In the listing, copy out the lines from the one containing "Definition first: for each instance of the small" through the one containing "Query: small shrub", inclusive, swapping "small shrub" for "low bush" and keeping everything else the same.

Extracted information:
▼

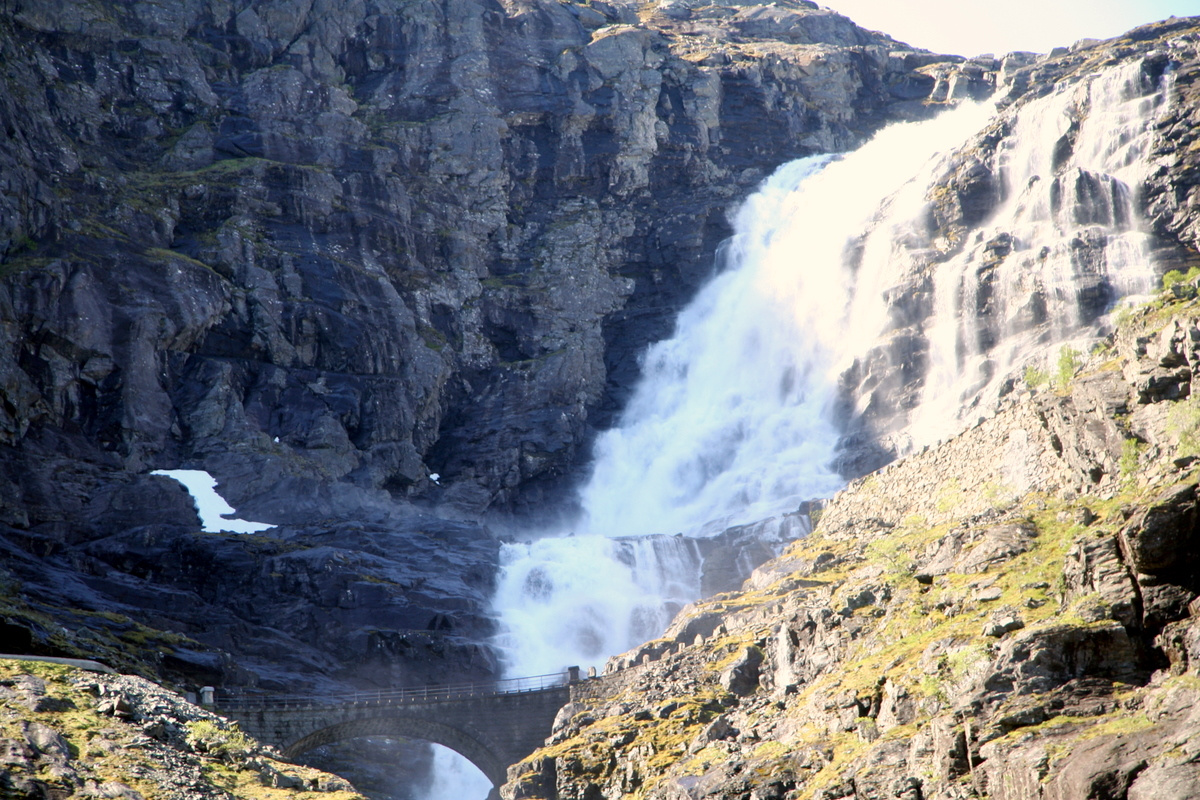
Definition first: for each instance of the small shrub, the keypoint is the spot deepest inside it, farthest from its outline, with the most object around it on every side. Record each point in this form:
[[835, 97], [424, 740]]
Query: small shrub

▲
▼

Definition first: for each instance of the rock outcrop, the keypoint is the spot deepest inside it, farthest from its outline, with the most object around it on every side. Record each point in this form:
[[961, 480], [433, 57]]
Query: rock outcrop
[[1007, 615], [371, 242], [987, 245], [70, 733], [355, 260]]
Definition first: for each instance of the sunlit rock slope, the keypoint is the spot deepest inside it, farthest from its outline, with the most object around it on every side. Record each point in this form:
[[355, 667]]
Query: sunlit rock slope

▲

Solution to the exercise:
Definition first: for each instance of the low bush, the keypoint is the spot deepest inside it, farthest from its outline, with the most object around it on every side. Record each point in this form:
[[835, 97], [424, 740]]
Query: low bush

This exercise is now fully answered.